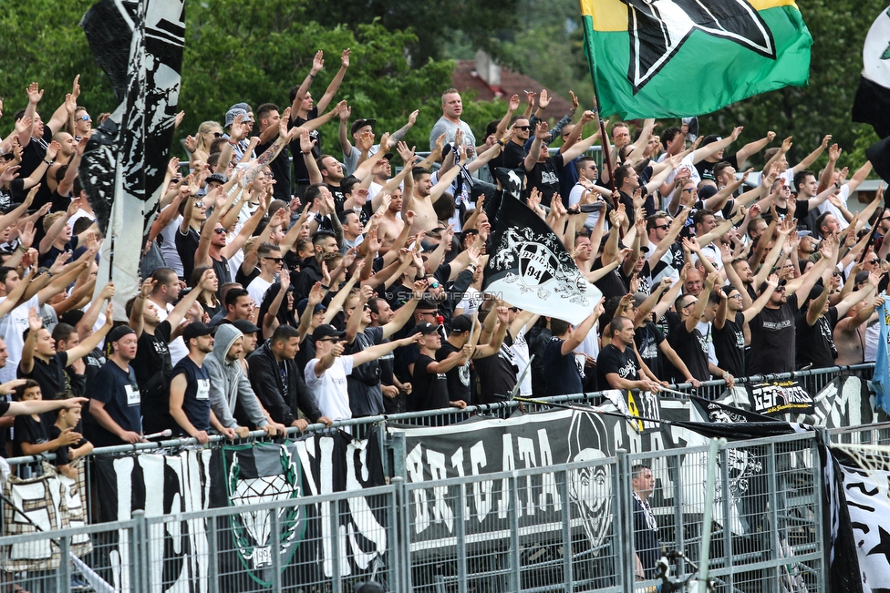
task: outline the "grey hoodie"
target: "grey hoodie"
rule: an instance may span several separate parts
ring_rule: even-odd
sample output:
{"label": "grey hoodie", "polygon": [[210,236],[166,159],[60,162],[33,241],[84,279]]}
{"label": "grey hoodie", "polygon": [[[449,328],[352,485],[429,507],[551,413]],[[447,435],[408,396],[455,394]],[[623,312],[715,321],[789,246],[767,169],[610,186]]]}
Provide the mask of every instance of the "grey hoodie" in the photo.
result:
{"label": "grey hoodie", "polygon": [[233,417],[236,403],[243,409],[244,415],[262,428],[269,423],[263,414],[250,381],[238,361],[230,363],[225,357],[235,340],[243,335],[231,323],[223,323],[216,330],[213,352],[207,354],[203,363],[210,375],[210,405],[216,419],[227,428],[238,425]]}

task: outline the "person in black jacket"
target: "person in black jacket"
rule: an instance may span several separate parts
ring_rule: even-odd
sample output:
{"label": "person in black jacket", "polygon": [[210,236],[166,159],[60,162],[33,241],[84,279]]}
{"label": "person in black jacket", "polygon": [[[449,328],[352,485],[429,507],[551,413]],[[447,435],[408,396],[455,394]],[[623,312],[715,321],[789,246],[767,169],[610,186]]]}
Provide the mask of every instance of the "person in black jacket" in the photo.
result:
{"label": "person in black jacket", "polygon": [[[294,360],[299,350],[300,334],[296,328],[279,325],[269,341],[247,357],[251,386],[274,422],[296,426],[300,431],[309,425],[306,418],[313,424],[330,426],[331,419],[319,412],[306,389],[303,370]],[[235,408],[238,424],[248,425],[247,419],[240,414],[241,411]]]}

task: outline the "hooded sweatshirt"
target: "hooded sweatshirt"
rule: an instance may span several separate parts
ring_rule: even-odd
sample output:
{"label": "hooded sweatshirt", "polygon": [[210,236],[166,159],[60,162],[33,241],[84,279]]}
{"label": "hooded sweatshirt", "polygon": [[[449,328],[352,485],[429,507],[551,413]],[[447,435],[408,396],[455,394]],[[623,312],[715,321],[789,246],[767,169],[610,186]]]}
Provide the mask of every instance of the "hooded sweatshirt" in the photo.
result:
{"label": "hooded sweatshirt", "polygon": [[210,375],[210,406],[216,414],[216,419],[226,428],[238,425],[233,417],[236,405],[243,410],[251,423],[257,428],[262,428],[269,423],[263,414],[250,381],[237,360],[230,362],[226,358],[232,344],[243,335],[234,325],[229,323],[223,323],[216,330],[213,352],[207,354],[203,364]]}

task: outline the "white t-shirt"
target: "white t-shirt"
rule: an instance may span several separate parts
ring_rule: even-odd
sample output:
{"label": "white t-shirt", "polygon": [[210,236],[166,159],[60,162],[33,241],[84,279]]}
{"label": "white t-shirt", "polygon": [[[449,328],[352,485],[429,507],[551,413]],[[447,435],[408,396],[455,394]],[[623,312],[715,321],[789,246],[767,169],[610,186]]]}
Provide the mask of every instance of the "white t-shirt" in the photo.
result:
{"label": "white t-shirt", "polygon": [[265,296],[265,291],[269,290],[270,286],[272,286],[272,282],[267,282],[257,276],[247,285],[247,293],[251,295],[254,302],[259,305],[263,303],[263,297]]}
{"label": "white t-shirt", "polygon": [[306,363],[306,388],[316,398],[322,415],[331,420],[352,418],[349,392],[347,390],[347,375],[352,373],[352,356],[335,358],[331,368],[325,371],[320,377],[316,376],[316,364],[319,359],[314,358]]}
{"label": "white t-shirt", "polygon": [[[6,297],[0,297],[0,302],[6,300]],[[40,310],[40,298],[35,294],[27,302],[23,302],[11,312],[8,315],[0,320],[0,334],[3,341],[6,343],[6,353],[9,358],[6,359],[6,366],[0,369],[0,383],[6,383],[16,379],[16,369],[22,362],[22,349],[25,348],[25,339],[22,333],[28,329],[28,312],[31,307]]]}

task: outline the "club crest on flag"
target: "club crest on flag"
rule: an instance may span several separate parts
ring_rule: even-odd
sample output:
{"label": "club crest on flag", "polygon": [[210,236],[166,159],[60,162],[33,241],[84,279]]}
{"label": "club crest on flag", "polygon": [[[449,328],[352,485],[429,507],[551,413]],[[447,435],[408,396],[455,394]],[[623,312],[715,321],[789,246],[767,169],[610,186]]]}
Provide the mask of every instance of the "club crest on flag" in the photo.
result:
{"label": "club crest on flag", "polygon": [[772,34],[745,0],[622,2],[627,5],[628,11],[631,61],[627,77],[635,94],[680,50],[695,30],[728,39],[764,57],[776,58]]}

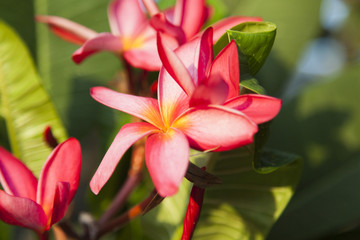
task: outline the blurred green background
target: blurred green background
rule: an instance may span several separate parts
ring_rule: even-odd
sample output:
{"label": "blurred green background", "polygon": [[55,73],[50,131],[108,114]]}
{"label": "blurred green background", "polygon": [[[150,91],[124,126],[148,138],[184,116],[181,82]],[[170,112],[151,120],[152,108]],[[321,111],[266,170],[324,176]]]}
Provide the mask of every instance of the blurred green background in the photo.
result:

AIM OF THE EXERCISE ▸
Extract every line from the one with "task: outline the blurred green background" down to the final line above, both included, exactly as written.

FINAL RESULT ▸
task: outline the blurred green background
target: blurred green background
rule: an instance may span several separate parts
ring_rule: even-odd
sample output:
{"label": "blurred green background", "polygon": [[55,73],[50,131],[108,114]]}
{"label": "blurred green background", "polygon": [[[150,91],[124,126],[148,138],[184,116],[181,82]],[[170,112],[151,120],[152,108]],[[321,111],[266,170],[324,176]]]}
Provide the mask of every instance of the blurred green background in the photo.
result:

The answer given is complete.